I have a business requirement where I need to alter the SSRS report based on some additional filtering. I have a field name as ProductShortName where they don't want records where Product name is 'BLOC', 'Small Business Visa', Product name starting with 'WOW' and Product name ending with 'Review'.
This is the original where condition:
WHERE ( A.AppDetailSavePointID = 0) AND (B.QueueID = 1)
AND (A.DecisionStatusName <> N'Cancelled')
AND (A.DecisionStatusName <> N'Withdrawn')
OR (A.AppDetailSavePointID = 0)
AND ((B.QueueID = - 25) OR (B.QueueID = - 80))
AND (A.DecisionStatusName <> N'Cancelled')
AND (A.DecisionStatusName <> N'Withdrawn')
OR (A.AppDetailSavePointID = 0)
AND (A.DecisionStatusName <> N'Cancelled')
AND (A.DecisionStatusName <> N'Withdrawn')
AND (LEFT(C.QueueName, 2) = 'LC')
I added additional filtering to meet the criteria:
WHERE (A.AppDetailSavePointID = 0)
AND ((A.ProductShortName <> 'BLOC')
AND (A.ProductShortName <> 'Small Business Visa')
AND NOT (A.ProductShortName LIKE 'WOW%')
AND NOT (A.ProductShortName LIKE '%Review'))

####################

SET PROBLEM A. In the forum post, what is the name of the field whose product names need extra filtering?

(Items from a data source)
####################

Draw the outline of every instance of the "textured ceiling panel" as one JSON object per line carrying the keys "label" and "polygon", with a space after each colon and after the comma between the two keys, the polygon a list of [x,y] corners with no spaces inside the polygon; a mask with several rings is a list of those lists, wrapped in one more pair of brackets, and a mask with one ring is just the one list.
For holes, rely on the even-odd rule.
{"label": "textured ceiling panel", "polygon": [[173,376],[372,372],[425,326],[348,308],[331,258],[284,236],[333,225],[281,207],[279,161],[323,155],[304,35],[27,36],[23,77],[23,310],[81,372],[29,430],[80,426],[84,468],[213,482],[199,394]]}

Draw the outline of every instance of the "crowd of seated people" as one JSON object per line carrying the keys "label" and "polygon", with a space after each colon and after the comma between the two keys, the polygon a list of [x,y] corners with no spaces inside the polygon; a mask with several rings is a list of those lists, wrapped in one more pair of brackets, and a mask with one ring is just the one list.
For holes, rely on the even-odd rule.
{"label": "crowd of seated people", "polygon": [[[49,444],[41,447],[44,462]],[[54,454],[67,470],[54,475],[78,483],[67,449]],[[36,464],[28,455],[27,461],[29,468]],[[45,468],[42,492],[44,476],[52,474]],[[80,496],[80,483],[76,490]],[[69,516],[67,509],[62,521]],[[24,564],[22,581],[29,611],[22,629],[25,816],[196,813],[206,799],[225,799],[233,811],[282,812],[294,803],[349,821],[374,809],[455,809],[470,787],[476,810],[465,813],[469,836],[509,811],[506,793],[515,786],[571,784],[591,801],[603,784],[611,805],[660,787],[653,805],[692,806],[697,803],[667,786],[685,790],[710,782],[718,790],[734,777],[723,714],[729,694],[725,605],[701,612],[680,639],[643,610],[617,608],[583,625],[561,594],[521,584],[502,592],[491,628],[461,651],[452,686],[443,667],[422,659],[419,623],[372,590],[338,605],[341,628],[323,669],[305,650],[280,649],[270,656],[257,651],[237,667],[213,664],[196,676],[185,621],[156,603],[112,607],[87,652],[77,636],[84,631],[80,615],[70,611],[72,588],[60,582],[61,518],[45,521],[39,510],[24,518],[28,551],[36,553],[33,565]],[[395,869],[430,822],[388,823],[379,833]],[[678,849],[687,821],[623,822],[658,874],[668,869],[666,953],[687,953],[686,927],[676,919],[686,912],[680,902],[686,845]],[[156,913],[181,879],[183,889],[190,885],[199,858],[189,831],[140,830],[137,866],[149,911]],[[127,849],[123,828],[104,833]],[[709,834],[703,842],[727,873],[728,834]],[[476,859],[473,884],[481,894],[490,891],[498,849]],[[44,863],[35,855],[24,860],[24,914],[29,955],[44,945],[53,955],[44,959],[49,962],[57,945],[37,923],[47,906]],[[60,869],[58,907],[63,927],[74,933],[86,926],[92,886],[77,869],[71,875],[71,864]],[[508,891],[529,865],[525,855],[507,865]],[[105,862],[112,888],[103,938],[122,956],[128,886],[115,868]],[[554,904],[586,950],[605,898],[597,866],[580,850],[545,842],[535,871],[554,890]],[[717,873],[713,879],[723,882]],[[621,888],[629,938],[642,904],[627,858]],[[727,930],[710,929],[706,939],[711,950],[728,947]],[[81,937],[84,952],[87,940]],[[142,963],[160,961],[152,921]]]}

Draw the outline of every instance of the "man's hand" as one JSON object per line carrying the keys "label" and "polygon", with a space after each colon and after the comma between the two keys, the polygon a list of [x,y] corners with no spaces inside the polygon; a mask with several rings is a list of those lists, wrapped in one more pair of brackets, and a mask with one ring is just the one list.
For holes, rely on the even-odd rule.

####################

SET PROBLEM B. Which lines in the entries contain the string "ceiling"? Identify each one, treating case as significant.

WRITTEN REPLY A. ProductShortName

WRITTEN REPLY B.
Draw the outline of every instance of the "textured ceiling panel" as one JSON object per line carrying the keys "label" and "polygon", with a space after each colon and after the comma between the two keys, the polygon a list of [x,y] corners with no spaces inside the polygon; a mask with several rings is a list of those lists, wrapped in one more pair of brackets, and a mask with one ring is just the one list.
{"label": "textured ceiling panel", "polygon": [[173,376],[372,372],[425,326],[348,308],[331,258],[284,236],[333,225],[281,207],[279,161],[323,155],[304,35],[27,36],[23,77],[23,310],[81,372],[29,430],[80,426],[84,468],[213,482],[199,394]]}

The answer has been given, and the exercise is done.